* **What you have to do**
Only the lines from the one containing "the hammer head" through the final line of the material below should be output, exactly as they stand.

Segment Open

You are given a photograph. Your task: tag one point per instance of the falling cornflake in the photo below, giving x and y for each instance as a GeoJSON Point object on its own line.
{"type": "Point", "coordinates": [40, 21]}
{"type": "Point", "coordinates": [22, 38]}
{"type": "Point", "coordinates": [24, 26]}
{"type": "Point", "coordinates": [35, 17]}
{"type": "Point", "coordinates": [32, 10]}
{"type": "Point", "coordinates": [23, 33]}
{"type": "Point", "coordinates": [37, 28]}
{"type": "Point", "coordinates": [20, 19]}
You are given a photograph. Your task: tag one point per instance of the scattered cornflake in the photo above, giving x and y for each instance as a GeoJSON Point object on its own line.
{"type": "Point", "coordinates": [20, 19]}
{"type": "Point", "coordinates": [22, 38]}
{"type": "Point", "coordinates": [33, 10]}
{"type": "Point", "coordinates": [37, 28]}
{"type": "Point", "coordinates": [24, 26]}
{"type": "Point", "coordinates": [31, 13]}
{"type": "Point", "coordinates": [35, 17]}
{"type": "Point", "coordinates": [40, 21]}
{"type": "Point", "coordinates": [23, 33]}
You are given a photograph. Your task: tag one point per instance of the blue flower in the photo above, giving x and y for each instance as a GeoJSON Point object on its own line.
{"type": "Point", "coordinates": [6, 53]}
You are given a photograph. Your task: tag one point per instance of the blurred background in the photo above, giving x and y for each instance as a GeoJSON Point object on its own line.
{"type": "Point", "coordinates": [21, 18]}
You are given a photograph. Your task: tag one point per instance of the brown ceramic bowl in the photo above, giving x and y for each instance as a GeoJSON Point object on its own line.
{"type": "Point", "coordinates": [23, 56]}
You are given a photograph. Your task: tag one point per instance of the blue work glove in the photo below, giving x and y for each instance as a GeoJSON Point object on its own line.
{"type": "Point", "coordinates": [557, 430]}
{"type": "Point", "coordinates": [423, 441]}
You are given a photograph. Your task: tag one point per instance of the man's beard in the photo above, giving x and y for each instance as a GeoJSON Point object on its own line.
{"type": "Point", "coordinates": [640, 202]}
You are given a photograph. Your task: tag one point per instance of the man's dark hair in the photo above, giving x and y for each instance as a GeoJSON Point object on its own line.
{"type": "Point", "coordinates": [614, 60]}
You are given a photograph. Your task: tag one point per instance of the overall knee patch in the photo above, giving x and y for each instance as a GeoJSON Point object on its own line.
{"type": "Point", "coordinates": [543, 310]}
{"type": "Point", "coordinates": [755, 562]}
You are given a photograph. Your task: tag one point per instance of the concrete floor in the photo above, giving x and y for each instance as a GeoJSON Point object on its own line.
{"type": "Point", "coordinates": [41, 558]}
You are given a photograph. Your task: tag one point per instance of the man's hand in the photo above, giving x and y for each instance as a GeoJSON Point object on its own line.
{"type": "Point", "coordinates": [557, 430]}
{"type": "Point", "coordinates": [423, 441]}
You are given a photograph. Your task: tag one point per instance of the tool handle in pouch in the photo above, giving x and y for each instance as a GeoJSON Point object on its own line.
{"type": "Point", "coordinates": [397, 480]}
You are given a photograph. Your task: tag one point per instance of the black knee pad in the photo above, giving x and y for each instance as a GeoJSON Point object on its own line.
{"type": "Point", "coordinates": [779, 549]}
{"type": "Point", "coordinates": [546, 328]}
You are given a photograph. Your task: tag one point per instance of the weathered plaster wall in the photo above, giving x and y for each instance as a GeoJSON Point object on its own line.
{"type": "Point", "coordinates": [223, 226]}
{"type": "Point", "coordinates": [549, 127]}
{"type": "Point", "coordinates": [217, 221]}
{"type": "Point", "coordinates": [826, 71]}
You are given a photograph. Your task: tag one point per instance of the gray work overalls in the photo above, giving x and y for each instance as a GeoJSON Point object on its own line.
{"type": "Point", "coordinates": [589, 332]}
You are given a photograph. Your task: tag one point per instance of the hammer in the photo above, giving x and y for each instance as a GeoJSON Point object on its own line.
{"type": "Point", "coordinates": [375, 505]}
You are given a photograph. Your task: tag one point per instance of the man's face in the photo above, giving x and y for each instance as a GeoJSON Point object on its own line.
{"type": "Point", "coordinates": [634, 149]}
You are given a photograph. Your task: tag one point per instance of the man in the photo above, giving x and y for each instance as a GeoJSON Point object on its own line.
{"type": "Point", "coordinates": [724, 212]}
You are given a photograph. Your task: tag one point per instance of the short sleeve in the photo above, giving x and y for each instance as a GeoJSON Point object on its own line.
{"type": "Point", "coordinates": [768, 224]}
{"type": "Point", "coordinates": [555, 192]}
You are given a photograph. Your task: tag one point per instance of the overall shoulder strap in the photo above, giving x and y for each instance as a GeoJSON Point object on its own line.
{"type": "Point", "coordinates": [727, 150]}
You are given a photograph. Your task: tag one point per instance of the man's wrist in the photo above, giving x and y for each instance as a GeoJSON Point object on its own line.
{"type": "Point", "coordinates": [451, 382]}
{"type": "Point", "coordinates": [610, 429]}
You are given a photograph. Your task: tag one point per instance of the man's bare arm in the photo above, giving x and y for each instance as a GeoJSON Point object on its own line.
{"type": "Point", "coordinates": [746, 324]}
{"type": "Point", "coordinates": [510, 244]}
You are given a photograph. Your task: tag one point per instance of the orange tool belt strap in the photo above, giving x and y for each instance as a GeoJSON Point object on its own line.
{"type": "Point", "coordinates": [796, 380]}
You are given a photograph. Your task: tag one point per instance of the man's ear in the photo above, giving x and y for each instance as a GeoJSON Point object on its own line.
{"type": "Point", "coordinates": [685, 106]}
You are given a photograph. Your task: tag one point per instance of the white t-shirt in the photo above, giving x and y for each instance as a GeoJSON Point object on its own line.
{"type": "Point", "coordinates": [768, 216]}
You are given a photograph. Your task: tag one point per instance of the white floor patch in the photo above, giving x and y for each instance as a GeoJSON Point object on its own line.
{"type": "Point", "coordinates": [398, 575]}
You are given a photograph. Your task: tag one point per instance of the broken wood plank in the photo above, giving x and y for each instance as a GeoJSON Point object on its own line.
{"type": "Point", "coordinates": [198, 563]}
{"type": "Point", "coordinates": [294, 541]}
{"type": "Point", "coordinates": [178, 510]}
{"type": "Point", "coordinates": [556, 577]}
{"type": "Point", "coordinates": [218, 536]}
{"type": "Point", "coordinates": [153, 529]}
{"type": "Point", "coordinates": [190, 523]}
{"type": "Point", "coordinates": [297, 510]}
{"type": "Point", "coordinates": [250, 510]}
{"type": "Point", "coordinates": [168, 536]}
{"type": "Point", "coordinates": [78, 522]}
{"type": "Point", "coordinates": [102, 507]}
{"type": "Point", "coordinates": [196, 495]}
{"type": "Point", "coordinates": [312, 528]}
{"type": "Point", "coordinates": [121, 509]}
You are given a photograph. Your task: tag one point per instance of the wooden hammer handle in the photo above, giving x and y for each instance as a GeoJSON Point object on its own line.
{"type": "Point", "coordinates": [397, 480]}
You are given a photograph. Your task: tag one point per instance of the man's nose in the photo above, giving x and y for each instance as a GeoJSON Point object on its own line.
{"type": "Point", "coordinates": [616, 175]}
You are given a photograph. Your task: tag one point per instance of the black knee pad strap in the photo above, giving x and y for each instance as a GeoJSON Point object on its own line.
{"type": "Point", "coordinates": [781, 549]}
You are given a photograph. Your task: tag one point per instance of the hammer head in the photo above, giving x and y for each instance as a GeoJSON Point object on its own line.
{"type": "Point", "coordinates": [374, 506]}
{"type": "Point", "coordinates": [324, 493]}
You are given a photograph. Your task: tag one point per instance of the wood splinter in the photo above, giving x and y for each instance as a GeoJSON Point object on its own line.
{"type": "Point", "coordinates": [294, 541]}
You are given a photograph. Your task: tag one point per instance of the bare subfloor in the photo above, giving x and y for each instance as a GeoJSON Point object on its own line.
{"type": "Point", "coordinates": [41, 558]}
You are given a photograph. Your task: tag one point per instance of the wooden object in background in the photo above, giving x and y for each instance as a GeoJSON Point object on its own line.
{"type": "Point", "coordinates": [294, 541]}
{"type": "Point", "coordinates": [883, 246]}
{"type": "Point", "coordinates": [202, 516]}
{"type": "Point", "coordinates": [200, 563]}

Segment Closed

* **Output below**
You are given a photograph. Your task: tag one point per instance of the hammer head in the photo above, giving x and y for each instance as a GeoJSON Point object on its own line.
{"type": "Point", "coordinates": [374, 506]}
{"type": "Point", "coordinates": [324, 493]}
You are given a photograph. Your task: tag one point per instance of the wood splinter in the photo above, giving x and y for each instance as a GeoJSON Point object on its own line.
{"type": "Point", "coordinates": [294, 541]}
You are given a photograph. Your task: tag one point per instance of the bare subfloor in the photo above, giving x and y for each instance as a GeoJSON Point object on its own line.
{"type": "Point", "coordinates": [41, 558]}
You are given a photograph. Your task: tag one point per instance of the wooden object in background in the photo above, giving x and y for each instance as a GeoJSON Point object on its own line.
{"type": "Point", "coordinates": [294, 541]}
{"type": "Point", "coordinates": [883, 246]}
{"type": "Point", "coordinates": [202, 516]}
{"type": "Point", "coordinates": [200, 563]}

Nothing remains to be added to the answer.